## What you should do
Reproduce everything in the data below, from the line containing "door shown above." down to the line containing "x=410, y=229", with both of those lines included.

**** Source records

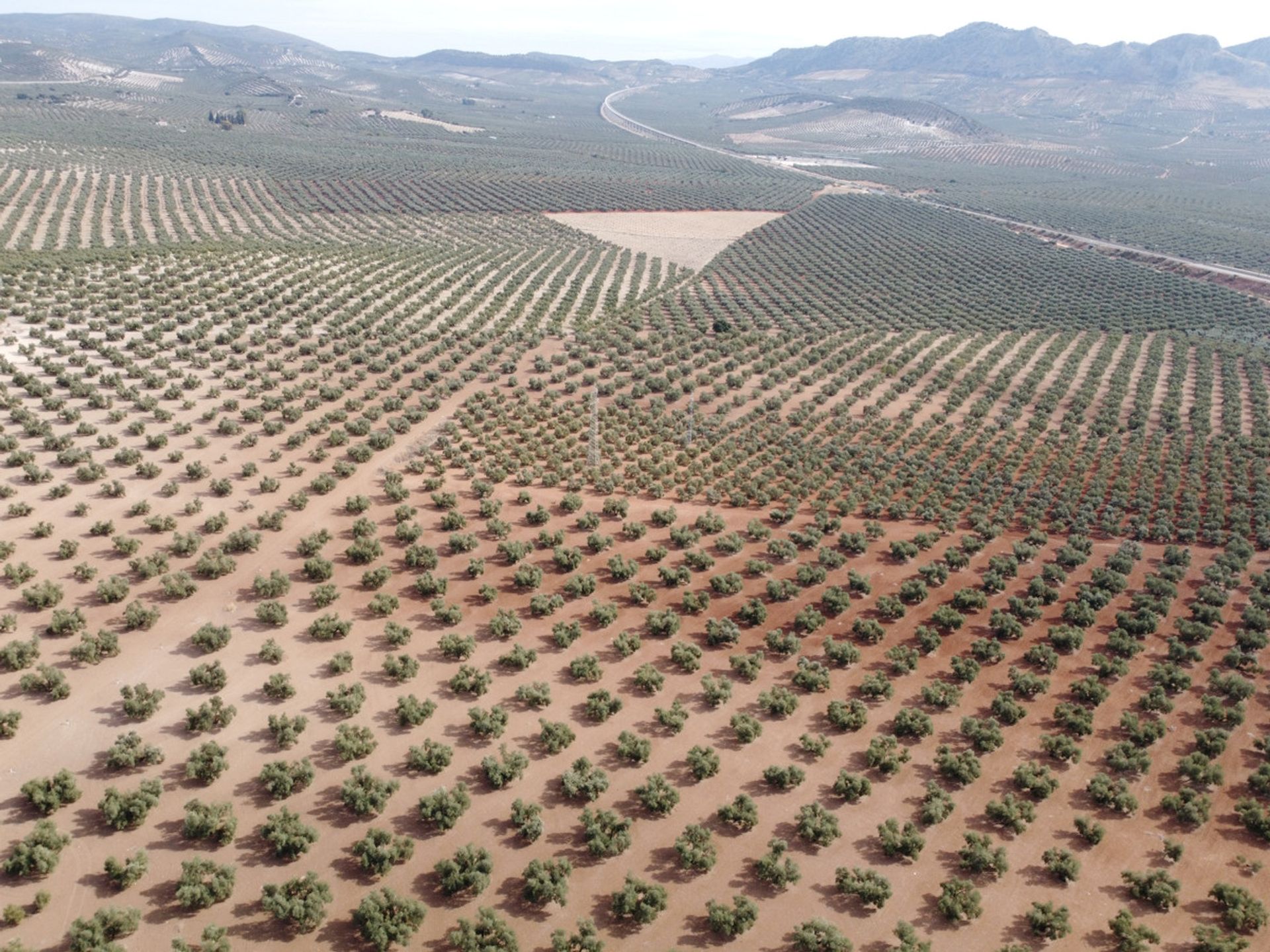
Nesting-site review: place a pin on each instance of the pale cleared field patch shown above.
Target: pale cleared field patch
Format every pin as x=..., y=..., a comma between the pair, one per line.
x=405, y=116
x=775, y=112
x=690, y=239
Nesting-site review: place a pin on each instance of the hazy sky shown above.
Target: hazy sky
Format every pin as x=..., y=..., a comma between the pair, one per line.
x=677, y=28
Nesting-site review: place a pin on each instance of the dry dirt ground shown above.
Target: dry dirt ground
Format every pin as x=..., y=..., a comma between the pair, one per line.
x=690, y=239
x=405, y=116
x=73, y=734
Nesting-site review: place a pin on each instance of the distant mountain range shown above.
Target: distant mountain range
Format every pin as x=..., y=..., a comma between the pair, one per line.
x=66, y=46
x=714, y=63
x=991, y=51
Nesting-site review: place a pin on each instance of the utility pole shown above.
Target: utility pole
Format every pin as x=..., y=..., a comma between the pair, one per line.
x=593, y=448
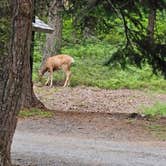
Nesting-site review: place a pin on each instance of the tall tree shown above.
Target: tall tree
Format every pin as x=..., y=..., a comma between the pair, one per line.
x=54, y=40
x=29, y=98
x=14, y=52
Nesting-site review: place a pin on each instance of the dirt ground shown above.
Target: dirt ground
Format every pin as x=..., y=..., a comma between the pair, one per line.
x=91, y=127
x=90, y=99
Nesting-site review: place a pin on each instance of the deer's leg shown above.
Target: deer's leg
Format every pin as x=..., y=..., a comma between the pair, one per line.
x=68, y=75
x=51, y=77
x=48, y=79
x=67, y=72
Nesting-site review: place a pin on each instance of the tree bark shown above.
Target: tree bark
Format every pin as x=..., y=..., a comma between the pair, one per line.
x=54, y=40
x=12, y=60
x=29, y=98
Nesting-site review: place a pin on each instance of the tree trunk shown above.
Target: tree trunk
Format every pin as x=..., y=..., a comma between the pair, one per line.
x=14, y=54
x=29, y=98
x=54, y=40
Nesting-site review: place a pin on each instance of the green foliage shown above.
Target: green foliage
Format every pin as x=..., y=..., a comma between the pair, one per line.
x=89, y=70
x=158, y=109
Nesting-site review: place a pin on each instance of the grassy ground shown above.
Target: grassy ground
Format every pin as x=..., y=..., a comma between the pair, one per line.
x=89, y=70
x=158, y=109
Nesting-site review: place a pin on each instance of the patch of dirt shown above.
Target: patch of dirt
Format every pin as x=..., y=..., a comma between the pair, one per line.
x=105, y=126
x=90, y=99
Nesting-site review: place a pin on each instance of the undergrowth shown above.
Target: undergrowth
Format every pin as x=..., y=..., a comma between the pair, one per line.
x=89, y=69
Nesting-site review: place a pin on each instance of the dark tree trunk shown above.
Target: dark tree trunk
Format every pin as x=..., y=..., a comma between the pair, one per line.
x=54, y=40
x=29, y=98
x=12, y=62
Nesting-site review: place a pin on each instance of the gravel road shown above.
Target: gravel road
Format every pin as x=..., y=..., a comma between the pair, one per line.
x=86, y=139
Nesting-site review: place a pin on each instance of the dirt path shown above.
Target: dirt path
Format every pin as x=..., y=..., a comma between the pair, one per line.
x=91, y=127
x=90, y=99
x=87, y=139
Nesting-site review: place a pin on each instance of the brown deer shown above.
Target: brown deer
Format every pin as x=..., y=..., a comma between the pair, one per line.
x=57, y=62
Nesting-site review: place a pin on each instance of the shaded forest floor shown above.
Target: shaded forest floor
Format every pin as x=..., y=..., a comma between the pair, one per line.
x=91, y=126
x=91, y=99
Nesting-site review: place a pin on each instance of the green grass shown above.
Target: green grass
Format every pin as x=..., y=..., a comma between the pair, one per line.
x=158, y=130
x=89, y=70
x=158, y=109
x=34, y=112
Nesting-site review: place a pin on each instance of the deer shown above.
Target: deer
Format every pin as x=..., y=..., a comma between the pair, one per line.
x=54, y=63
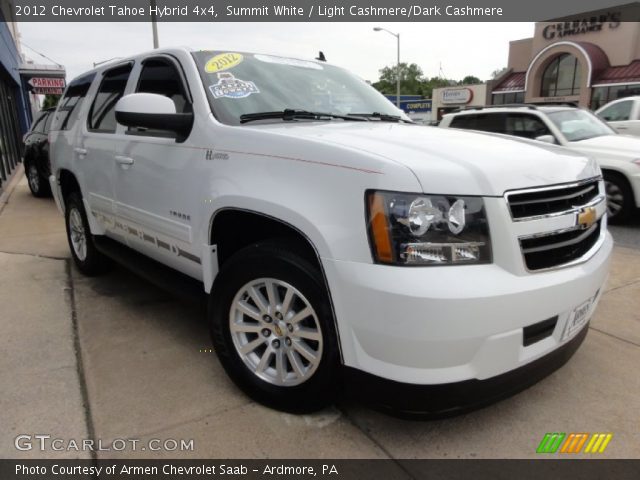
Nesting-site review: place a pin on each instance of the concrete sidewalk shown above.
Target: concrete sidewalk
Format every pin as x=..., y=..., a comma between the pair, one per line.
x=148, y=374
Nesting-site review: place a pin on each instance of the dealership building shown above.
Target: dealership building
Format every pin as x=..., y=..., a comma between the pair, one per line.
x=589, y=59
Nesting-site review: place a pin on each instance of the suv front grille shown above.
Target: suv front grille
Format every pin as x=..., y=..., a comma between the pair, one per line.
x=559, y=248
x=550, y=201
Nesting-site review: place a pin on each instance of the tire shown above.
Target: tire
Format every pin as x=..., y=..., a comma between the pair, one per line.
x=620, y=201
x=300, y=384
x=38, y=185
x=85, y=255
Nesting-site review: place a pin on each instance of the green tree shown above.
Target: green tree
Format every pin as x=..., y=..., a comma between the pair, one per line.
x=50, y=100
x=411, y=79
x=470, y=80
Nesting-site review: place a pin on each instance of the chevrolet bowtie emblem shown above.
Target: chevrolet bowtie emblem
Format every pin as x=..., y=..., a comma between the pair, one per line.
x=586, y=217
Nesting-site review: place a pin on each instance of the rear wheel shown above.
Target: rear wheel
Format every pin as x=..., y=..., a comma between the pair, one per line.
x=38, y=185
x=272, y=328
x=85, y=255
x=620, y=202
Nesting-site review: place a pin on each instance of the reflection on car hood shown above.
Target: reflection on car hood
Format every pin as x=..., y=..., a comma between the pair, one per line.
x=609, y=146
x=447, y=160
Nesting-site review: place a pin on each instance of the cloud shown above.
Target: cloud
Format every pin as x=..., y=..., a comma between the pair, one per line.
x=461, y=48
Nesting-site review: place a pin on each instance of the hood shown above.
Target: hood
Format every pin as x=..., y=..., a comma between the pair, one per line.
x=611, y=146
x=449, y=161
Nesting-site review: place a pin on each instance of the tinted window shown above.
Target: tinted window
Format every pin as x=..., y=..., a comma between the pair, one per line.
x=527, y=126
x=161, y=77
x=38, y=124
x=244, y=83
x=69, y=106
x=467, y=122
x=47, y=123
x=102, y=117
x=617, y=112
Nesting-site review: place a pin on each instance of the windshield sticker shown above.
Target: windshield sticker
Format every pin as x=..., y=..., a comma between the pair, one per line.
x=288, y=61
x=223, y=61
x=229, y=86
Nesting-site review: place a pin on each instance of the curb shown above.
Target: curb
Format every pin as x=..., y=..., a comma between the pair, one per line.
x=15, y=178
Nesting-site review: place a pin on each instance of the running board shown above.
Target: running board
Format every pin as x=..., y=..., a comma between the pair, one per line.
x=166, y=278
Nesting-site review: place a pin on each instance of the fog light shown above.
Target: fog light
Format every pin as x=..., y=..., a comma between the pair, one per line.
x=466, y=253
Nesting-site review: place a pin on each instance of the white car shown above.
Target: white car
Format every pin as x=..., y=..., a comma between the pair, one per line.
x=574, y=129
x=426, y=270
x=623, y=115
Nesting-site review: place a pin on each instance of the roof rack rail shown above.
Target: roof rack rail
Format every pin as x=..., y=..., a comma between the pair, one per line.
x=531, y=106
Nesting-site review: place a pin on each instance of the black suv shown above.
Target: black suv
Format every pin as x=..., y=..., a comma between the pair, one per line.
x=36, y=154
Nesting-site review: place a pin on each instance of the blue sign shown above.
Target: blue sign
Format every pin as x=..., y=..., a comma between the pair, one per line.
x=416, y=106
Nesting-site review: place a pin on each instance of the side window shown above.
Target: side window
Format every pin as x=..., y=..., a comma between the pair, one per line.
x=161, y=77
x=47, y=123
x=617, y=112
x=69, y=107
x=466, y=122
x=102, y=117
x=527, y=126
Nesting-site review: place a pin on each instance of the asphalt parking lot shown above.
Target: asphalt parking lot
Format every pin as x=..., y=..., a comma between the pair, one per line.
x=114, y=357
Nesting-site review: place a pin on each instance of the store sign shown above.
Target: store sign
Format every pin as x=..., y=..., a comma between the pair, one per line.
x=412, y=106
x=43, y=86
x=457, y=95
x=580, y=27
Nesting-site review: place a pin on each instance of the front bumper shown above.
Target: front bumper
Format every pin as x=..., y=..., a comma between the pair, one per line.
x=441, y=325
x=438, y=401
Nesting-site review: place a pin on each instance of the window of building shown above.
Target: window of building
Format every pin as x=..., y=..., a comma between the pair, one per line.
x=102, y=117
x=561, y=77
x=523, y=125
x=162, y=77
x=508, y=97
x=604, y=95
x=617, y=112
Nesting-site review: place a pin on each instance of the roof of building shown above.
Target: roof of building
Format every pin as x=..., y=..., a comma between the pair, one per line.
x=622, y=74
x=514, y=82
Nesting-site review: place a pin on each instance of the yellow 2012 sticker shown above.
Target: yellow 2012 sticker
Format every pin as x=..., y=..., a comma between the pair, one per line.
x=223, y=61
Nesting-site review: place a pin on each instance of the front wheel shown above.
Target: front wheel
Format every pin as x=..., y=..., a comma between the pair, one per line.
x=620, y=201
x=85, y=255
x=272, y=329
x=38, y=184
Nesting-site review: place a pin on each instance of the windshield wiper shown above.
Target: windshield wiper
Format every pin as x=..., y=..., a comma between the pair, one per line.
x=383, y=117
x=292, y=114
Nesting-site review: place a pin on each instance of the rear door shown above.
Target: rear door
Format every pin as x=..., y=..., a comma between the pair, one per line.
x=155, y=188
x=622, y=116
x=101, y=145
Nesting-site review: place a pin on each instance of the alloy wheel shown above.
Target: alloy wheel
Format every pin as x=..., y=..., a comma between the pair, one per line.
x=276, y=332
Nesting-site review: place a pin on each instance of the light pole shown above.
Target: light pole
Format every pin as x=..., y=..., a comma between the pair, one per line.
x=154, y=24
x=397, y=35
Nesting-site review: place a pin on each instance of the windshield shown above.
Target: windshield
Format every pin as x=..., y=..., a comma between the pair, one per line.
x=578, y=125
x=245, y=83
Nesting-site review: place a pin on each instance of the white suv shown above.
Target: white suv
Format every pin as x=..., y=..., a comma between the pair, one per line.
x=574, y=129
x=340, y=244
x=623, y=115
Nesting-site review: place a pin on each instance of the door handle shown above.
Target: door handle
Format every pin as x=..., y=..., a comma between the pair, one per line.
x=124, y=160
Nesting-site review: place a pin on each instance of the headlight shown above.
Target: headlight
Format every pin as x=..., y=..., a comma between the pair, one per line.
x=410, y=229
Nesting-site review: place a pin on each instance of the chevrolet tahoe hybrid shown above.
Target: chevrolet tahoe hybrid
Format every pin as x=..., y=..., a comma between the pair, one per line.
x=341, y=246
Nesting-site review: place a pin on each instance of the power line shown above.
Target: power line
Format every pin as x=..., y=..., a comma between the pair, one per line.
x=41, y=54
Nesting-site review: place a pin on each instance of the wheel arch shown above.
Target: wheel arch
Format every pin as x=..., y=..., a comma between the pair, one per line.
x=265, y=227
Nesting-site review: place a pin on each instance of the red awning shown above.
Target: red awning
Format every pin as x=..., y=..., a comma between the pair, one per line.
x=624, y=74
x=513, y=83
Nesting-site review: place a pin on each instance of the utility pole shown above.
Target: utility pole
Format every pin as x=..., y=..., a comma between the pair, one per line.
x=154, y=24
x=397, y=35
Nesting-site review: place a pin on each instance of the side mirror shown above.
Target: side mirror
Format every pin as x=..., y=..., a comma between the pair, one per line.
x=155, y=112
x=546, y=139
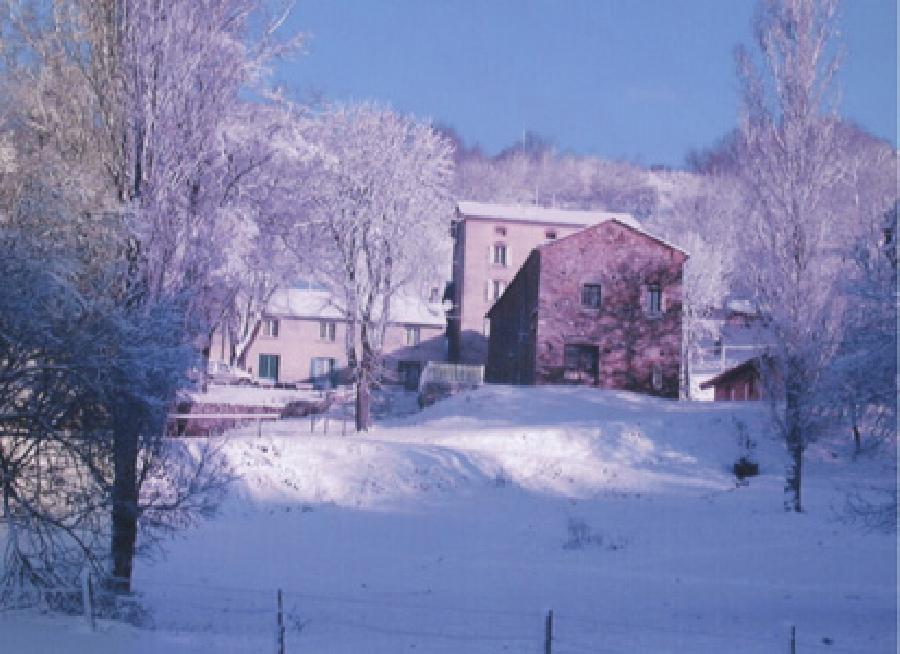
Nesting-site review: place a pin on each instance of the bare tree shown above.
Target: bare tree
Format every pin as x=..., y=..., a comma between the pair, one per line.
x=790, y=161
x=375, y=210
x=126, y=101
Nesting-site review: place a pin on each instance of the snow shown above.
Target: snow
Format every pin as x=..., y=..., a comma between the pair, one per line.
x=318, y=304
x=534, y=213
x=250, y=395
x=457, y=528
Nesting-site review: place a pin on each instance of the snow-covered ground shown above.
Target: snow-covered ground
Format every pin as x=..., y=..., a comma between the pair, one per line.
x=456, y=529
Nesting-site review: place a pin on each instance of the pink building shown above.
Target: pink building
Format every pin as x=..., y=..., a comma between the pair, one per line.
x=302, y=338
x=491, y=242
x=600, y=307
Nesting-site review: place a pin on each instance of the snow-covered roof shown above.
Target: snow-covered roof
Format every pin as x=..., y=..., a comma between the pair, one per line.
x=318, y=304
x=532, y=213
x=631, y=223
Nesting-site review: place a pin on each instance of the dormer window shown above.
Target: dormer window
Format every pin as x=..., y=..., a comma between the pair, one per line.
x=327, y=330
x=497, y=288
x=654, y=299
x=413, y=335
x=270, y=328
x=498, y=254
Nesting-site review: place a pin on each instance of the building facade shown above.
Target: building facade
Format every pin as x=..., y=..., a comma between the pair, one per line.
x=302, y=338
x=601, y=306
x=490, y=244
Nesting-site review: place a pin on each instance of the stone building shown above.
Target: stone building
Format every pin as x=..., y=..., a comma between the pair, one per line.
x=601, y=306
x=490, y=244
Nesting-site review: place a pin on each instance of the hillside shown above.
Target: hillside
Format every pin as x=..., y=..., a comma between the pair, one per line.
x=456, y=529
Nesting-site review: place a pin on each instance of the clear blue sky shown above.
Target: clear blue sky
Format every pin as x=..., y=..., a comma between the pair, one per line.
x=643, y=80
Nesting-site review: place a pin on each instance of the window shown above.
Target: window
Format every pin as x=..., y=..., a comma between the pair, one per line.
x=322, y=372
x=656, y=378
x=497, y=288
x=268, y=366
x=327, y=330
x=654, y=299
x=413, y=335
x=498, y=254
x=591, y=296
x=582, y=363
x=409, y=373
x=270, y=328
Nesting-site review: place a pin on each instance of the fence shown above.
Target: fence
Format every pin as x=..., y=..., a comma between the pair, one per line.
x=451, y=373
x=298, y=621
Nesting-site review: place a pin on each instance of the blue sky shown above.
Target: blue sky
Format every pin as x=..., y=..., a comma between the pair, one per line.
x=641, y=80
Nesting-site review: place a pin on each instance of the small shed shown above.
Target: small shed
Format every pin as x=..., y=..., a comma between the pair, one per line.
x=740, y=383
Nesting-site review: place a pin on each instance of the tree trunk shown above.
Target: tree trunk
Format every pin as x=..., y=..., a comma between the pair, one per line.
x=795, y=447
x=362, y=397
x=854, y=423
x=124, y=505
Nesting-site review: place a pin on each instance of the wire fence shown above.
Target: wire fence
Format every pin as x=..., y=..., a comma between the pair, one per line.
x=293, y=620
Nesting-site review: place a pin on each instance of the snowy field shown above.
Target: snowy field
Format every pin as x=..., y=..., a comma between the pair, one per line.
x=456, y=529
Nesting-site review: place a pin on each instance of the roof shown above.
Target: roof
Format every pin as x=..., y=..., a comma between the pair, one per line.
x=536, y=214
x=631, y=223
x=750, y=365
x=318, y=304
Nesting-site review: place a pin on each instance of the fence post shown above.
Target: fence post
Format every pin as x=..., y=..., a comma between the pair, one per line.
x=548, y=633
x=87, y=599
x=279, y=626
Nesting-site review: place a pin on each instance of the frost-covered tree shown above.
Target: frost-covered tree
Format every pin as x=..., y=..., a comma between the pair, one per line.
x=701, y=220
x=119, y=108
x=372, y=223
x=790, y=161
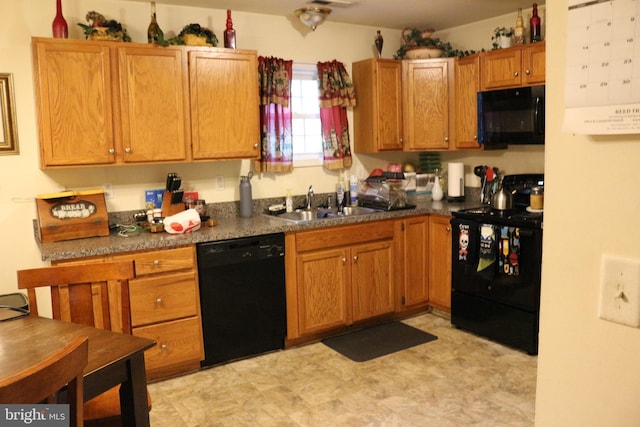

********

## Result
Nesting-site review: place a pin on each instance of the rear door shown above.
Target: rear door
Format every pin as x=..., y=..., a comma between the pair, one per line.
x=155, y=188
x=622, y=116
x=101, y=145
Nesting-site review: place a pin on each instance of the alloy wheel shown above.
Target: alloy wheel
Format every pin as x=..., y=..., a comma between the pair, one per line.
x=276, y=332
Nesting-site review: place a pin on each instance of the light pole shown above.
Target: light pole
Format every pin as x=..., y=..., a comma between the pair, one per line.
x=154, y=24
x=397, y=35
Nesting-site review: place a pin on each instance of the windshield shown above.
Target: windshield
Format every pin as x=..., y=..., a comma between the pair, one per line.
x=578, y=125
x=245, y=83
Nesting-site review: place a pin on each instance of the white suv shown above.
Target: white suv
Format every pin as x=..., y=..., a comma between the pair, one per line.
x=574, y=129
x=340, y=244
x=623, y=115
Nesting-site review: place a pin on each instance of the door handle shown above.
Target: door handle
Format every pin as x=..., y=..., a comma between the pair, one per line.
x=124, y=160
Nesting-site review: place a pin on each instance of the headlight shown above.
Target: headlight
Format every pin as x=..., y=..., a comma between the pair, one per line.
x=410, y=229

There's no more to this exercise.